* Aim of the exercise *
Pick out each line of the data below that contains the string "rubber", and copy those lines.

Entries from a pointing dataset:
_ _ _ _ _ _ _

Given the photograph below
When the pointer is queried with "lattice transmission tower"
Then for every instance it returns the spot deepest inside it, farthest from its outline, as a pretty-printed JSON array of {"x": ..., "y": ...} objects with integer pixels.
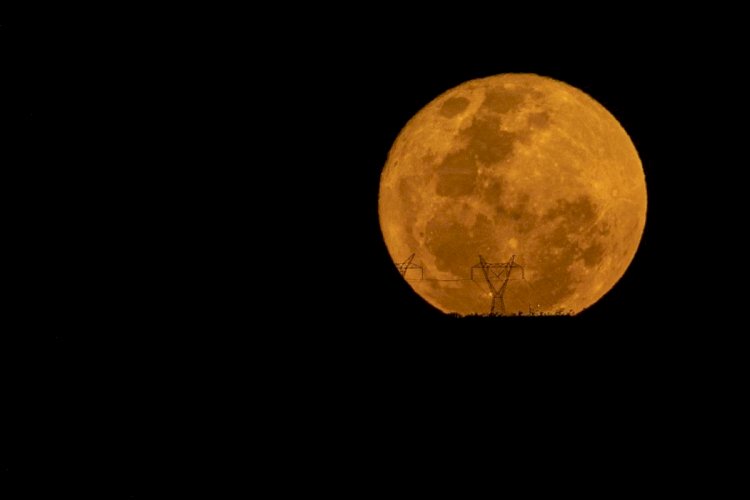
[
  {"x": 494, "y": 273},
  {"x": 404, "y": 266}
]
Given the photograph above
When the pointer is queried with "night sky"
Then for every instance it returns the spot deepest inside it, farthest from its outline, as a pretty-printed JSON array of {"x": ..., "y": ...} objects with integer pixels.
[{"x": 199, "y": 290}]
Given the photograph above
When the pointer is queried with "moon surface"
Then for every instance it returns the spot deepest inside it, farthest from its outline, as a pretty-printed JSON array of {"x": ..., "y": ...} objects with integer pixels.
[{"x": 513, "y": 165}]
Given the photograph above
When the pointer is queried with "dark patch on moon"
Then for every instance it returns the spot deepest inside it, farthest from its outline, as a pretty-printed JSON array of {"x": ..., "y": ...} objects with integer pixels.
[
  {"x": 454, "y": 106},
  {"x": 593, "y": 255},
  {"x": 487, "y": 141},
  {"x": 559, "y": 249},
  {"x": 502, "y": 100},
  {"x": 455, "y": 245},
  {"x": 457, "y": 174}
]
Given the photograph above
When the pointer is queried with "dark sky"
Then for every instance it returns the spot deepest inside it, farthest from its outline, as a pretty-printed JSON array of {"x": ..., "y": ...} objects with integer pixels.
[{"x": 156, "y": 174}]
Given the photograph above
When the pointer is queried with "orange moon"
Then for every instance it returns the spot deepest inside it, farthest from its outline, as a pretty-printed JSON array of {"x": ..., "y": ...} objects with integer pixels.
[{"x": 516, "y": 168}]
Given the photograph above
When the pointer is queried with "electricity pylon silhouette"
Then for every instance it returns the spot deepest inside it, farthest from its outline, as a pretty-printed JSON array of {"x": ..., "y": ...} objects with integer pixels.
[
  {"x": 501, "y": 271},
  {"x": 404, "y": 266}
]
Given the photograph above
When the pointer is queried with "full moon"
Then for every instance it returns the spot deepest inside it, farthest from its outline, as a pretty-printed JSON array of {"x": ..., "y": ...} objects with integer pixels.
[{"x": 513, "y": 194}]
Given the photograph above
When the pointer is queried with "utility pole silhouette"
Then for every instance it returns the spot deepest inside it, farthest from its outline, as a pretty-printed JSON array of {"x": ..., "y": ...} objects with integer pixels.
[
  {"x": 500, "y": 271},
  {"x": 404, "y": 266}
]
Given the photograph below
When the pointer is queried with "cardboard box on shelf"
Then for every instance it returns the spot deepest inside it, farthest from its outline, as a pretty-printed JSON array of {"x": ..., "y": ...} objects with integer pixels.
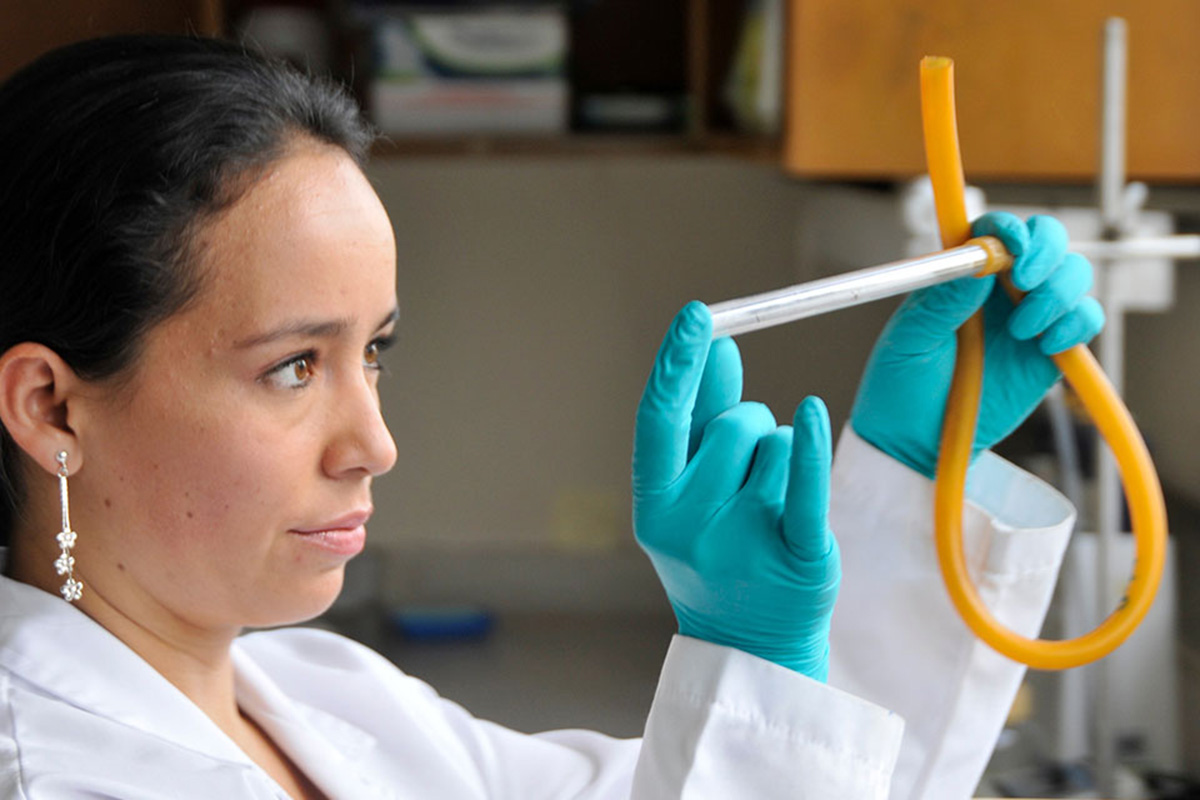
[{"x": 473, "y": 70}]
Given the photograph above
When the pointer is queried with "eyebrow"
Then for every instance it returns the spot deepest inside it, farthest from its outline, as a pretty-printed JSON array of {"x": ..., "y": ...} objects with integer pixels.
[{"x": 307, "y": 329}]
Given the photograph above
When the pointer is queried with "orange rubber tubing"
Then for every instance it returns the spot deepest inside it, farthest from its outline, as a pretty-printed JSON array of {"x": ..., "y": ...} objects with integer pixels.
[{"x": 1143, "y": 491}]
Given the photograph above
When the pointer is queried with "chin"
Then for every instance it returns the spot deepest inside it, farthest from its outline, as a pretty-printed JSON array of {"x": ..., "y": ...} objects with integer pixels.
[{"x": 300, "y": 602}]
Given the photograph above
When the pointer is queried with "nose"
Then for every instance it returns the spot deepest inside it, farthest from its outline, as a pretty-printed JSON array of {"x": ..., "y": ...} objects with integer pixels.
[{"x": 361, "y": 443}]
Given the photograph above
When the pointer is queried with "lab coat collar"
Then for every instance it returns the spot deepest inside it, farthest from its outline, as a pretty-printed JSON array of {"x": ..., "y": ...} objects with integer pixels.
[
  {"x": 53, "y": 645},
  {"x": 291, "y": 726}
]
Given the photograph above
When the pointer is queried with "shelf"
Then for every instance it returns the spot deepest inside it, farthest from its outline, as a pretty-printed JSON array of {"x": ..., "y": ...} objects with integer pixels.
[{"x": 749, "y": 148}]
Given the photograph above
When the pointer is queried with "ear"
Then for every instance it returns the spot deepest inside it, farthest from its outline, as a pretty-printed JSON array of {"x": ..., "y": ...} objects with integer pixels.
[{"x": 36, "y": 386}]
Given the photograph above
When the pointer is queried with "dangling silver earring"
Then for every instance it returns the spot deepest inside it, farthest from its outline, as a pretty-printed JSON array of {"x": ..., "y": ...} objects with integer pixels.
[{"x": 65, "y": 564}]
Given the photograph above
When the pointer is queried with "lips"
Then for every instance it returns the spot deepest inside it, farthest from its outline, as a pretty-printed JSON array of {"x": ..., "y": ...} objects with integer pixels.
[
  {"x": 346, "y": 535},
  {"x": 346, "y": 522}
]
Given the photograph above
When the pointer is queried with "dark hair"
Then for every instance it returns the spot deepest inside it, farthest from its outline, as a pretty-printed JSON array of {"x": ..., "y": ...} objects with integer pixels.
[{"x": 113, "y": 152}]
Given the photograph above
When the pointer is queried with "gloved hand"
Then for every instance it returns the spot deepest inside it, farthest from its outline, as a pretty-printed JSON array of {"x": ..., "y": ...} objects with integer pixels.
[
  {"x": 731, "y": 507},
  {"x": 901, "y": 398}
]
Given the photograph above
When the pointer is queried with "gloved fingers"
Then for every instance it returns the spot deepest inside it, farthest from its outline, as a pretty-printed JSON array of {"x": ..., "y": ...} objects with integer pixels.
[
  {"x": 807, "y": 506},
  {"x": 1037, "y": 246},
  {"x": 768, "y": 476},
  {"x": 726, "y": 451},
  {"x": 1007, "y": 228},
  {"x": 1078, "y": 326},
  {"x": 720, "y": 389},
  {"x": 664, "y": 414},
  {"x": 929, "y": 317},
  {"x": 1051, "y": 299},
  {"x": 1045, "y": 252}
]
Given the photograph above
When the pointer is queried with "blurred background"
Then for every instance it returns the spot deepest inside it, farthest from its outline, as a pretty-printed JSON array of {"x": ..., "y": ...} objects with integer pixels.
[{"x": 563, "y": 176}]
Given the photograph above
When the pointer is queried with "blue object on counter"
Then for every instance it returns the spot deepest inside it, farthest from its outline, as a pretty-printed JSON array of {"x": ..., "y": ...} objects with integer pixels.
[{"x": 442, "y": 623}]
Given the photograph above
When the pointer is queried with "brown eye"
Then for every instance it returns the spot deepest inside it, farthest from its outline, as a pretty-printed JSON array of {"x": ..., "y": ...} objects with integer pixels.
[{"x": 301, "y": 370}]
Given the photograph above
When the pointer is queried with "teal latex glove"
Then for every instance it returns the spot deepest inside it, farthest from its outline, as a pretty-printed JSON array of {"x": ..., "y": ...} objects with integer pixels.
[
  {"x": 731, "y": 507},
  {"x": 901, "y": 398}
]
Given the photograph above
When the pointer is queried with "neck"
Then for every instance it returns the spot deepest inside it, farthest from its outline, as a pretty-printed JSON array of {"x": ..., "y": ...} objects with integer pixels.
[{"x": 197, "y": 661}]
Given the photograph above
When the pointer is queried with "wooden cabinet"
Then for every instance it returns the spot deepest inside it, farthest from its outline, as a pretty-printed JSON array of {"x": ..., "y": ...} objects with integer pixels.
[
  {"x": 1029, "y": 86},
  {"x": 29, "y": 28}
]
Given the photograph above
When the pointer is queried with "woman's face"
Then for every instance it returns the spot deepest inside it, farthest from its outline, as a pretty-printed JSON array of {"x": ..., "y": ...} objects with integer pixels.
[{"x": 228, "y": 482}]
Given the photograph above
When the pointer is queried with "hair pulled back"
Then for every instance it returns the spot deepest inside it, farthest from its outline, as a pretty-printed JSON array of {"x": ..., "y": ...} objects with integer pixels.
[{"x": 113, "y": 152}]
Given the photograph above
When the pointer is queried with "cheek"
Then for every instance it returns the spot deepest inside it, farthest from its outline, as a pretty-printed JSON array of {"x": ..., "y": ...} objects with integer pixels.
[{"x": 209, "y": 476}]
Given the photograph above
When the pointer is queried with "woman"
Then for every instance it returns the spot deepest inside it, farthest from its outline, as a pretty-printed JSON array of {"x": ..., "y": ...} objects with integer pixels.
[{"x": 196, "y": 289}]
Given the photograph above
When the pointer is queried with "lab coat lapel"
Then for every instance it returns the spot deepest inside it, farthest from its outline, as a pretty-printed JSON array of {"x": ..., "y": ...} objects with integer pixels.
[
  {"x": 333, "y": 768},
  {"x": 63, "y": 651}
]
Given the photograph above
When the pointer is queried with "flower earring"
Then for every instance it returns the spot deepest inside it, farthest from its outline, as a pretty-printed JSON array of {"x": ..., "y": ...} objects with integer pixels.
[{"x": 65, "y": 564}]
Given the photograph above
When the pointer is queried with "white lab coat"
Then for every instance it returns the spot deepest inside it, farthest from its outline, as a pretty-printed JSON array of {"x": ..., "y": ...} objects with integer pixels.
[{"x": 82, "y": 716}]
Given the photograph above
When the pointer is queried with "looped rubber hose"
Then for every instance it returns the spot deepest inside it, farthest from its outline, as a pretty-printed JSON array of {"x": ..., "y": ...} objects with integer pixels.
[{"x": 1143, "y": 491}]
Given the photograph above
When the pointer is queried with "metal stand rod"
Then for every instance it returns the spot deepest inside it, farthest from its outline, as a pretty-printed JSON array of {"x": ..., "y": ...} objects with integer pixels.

_ _ _ _ _ _ _

* Final answer *
When the pointer is queried with "orange rubber tubing"
When the pointer is queried with "looped rubber hose"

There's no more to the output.